_YANG HARUS DIKERJAKAN:_ Dalam kutipan bacaan tentang peran guru, apa yang disebut sebagai unsur utama terwujudnya budaya positif?

Bapak Pendidikan
Indonesia, Ki Hajar Dewantara mengatakan bahwa guru memiliki
tiga peran, yaitu di depan memberi teladan (ing ngarso sung
tulodo), di tengah membangun kemauan (ing madyo mangun karso), dan di belakang
memberikan dukungan moral (tut wuri handayani). Begitupula dengan peran saya
sebagai guru dalam menciptakan budaya positif di sekolah.
(1) Ing ngarso sung tulodo
Kompetensi yang paling mendasar untuk mengukur dan menilai seorang guru
agar yang layak di teladani adalah dengan dimilikinya kompetensi kepribadian
oleh setiap guru karena kompetensi tersebut adalah ukuran utama (the main
measure) untuk melihat dan menilai sejauh mana guru disebut sebagai teladan
bagi siswa. Dalam rangka menciptakan budaya positif, maka hendaknya guru
terlebih dahulu berbudaya positif. Untuk menjadi insan yang berbudaya positif, langah
pertama yang dapat diambil adalah dengan mengubah kerangka acuan berpikir.
Mengubah paradigma bahwa guru tidak dapat mengontrol murid sepenuhnya, tidak
semua penguatan positif itu efektif dan bermanfaat, orang dewasa tidak memiliki
hak penuh untuk memaksa, dan kritik tidak selamanya dapat menguatkan karakter.
Setelah
mengubah paradigma, agar dapat menjadi teladan dalam menciptakan budaya
positif, guru hendaknya memiliki disiplin positif yakni disiplin diri yang
kuat, disiplin diri yang memiliki motivasi internal sebab disiplin positif
merupakan unsur utama terwujudnya budaya positif.
(2) Ing madyo mangun karso
Orang
yang berada di tengah-tengah haruslah bisa memahami tujuan atau harapan yang
menjadi cita-cita yang di depan. Dalam rangka menciptakan budaya positif ini,
harapan dan cita-cita kedepannya adalah menanamkan motivasi pada murid yaitu
untuk menjadi orang yang mereka inginkan dan menghargai diri sendiri dengan
nilai-nilai yang mereka percaya. Ketika murid memiliki motivasi tersebut, berarti
mereka telah memiliki motivasi intrinsik yang berdampak jangka panjang,
motivasi yang tidak akan terpengaruh pada adanya hukuman atau hadiah. Mereka
akan tetap berperilaku baik dan berlandaskan nilai-nilai kebajikan karena
mereka ingin menjadi orang yang menjunjung tinggi nilai-nilai yang mereka
hargai.
Oleh
karena itu, peran penting guru disini adalah membangun keyakinan pada siswa.

_DATA TERSIMPAN:_
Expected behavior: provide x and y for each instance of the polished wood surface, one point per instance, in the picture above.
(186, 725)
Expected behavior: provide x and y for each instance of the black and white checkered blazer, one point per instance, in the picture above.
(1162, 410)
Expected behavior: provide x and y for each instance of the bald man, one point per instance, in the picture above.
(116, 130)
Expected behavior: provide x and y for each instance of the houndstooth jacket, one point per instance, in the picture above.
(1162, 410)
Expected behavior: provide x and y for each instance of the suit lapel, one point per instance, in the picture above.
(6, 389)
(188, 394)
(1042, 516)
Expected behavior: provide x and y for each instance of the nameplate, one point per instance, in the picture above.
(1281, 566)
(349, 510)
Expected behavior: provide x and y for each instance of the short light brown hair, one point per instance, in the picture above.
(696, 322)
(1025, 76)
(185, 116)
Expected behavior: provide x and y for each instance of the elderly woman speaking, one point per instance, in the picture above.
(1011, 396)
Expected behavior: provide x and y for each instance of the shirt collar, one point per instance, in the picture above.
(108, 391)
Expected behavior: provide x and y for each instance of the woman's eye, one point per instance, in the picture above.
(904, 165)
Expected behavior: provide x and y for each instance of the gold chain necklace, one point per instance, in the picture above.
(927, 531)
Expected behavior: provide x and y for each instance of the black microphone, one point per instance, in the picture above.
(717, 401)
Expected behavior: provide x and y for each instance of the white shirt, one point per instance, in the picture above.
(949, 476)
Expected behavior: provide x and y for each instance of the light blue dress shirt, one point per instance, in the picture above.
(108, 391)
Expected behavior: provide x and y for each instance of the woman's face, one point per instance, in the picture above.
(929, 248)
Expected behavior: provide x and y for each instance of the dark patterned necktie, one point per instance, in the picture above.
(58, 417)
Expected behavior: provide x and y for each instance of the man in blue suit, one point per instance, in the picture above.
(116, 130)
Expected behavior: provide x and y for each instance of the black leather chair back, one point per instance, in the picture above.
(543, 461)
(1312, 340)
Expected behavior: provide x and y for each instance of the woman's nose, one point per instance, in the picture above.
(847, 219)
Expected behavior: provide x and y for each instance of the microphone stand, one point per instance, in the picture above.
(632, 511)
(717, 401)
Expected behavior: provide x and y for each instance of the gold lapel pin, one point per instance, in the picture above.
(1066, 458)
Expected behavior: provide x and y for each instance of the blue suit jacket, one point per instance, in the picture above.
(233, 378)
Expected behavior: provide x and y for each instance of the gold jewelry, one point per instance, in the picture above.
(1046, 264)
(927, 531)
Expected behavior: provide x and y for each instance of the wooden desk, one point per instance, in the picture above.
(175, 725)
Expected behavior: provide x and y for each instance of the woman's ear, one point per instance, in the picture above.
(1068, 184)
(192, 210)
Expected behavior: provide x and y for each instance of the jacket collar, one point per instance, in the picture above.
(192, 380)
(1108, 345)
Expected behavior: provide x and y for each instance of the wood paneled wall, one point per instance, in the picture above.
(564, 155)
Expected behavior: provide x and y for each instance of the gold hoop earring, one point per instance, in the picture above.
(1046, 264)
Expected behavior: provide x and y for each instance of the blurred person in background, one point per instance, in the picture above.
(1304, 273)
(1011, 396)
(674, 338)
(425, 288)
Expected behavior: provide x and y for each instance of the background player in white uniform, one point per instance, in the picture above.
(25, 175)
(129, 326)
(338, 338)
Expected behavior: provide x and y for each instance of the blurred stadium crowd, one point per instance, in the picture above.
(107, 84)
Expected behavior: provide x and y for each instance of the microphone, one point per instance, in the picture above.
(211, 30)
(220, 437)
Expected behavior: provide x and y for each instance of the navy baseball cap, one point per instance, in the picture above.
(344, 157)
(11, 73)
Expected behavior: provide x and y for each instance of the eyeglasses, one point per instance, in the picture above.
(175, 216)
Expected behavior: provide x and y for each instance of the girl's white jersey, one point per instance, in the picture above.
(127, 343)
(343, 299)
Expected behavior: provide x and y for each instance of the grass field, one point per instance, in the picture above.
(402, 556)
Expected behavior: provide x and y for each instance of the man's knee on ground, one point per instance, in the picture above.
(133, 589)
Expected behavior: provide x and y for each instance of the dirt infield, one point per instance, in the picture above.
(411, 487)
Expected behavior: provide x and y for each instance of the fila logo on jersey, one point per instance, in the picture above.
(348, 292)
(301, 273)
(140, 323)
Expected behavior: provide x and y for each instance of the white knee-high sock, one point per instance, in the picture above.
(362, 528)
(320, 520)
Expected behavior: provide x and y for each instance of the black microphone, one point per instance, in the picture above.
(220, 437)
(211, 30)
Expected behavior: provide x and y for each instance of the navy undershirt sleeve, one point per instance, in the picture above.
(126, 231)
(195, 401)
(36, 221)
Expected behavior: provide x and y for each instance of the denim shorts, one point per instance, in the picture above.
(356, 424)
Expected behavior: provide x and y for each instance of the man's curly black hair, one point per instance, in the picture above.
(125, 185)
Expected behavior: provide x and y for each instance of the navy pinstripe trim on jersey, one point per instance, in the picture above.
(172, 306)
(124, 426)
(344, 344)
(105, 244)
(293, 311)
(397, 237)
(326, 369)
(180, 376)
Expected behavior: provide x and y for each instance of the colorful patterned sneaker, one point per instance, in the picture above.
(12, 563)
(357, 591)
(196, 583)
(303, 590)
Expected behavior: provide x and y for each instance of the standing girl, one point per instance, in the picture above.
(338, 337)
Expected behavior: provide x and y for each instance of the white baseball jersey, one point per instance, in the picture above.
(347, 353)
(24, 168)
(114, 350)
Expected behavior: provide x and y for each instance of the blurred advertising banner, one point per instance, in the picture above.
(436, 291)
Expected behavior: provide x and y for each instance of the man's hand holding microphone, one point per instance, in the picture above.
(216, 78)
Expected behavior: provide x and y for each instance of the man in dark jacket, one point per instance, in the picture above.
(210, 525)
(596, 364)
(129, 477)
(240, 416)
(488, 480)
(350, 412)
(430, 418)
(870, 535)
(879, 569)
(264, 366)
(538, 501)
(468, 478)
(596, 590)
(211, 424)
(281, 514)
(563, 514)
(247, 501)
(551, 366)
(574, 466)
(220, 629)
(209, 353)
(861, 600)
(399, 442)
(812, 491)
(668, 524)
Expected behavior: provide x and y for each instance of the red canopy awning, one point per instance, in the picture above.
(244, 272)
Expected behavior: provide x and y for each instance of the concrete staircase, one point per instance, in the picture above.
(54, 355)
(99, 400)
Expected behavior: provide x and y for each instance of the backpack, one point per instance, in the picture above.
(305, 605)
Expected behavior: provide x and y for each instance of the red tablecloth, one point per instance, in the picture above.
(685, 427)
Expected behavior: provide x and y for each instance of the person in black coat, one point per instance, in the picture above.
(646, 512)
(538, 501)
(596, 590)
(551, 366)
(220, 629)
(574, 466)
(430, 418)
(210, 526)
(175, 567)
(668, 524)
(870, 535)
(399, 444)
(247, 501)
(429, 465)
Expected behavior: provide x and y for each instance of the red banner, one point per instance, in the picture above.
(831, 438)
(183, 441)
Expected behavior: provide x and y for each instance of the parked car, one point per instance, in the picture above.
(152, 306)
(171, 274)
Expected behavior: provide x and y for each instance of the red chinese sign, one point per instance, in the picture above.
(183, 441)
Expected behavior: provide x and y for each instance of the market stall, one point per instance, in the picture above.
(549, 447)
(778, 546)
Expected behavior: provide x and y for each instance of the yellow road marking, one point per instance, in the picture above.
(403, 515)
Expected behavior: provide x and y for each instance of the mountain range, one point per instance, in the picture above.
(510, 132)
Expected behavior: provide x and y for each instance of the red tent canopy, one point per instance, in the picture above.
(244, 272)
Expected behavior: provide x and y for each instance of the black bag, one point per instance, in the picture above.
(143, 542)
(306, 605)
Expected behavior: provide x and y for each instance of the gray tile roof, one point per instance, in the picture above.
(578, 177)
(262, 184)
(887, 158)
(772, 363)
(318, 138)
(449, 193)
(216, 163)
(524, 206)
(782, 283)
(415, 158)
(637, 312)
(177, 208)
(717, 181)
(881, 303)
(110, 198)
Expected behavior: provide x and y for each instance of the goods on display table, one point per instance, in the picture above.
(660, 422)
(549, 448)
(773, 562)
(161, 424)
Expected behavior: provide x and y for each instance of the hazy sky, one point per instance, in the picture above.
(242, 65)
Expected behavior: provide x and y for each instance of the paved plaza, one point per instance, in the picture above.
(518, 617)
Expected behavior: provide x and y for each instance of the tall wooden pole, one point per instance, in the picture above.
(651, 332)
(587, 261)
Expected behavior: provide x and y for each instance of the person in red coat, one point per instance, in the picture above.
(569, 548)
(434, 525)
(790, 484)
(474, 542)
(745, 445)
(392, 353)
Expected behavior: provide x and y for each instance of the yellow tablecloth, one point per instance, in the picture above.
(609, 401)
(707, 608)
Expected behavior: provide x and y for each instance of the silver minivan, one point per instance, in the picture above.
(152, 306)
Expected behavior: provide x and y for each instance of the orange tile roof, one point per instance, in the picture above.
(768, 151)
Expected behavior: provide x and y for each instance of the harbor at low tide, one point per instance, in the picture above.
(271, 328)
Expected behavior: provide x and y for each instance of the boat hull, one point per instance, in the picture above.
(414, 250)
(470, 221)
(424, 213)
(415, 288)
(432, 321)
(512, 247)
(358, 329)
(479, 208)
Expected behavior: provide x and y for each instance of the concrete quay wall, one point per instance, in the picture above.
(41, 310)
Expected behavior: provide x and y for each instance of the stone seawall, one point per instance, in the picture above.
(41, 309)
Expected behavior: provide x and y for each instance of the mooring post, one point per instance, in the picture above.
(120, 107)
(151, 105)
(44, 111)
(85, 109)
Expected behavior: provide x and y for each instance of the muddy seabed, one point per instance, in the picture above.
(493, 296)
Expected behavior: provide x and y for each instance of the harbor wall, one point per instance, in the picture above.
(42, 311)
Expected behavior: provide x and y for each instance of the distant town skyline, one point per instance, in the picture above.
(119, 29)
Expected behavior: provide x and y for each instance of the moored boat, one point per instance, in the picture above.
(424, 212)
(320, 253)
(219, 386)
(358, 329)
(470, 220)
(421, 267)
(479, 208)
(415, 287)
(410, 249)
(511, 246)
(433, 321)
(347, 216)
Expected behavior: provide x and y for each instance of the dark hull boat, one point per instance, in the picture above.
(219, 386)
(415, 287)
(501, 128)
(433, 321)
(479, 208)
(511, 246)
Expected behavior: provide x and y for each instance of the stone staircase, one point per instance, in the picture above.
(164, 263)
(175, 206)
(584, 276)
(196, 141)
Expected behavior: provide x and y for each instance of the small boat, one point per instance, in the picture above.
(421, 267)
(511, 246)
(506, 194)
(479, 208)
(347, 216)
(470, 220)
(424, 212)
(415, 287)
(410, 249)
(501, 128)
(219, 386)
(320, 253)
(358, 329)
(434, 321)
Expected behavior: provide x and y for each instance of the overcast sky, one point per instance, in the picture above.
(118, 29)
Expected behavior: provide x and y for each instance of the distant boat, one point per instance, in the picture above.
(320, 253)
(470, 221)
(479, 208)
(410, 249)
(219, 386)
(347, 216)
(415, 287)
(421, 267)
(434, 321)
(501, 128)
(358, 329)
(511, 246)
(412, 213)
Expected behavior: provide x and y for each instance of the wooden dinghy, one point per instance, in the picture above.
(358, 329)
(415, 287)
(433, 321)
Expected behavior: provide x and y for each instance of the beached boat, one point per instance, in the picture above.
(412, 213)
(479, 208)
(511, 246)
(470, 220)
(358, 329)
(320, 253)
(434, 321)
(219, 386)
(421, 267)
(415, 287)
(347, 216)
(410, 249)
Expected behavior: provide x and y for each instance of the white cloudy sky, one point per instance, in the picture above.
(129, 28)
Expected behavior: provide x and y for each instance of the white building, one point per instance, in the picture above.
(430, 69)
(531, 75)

_JAWABAN:_ Disiplin positif.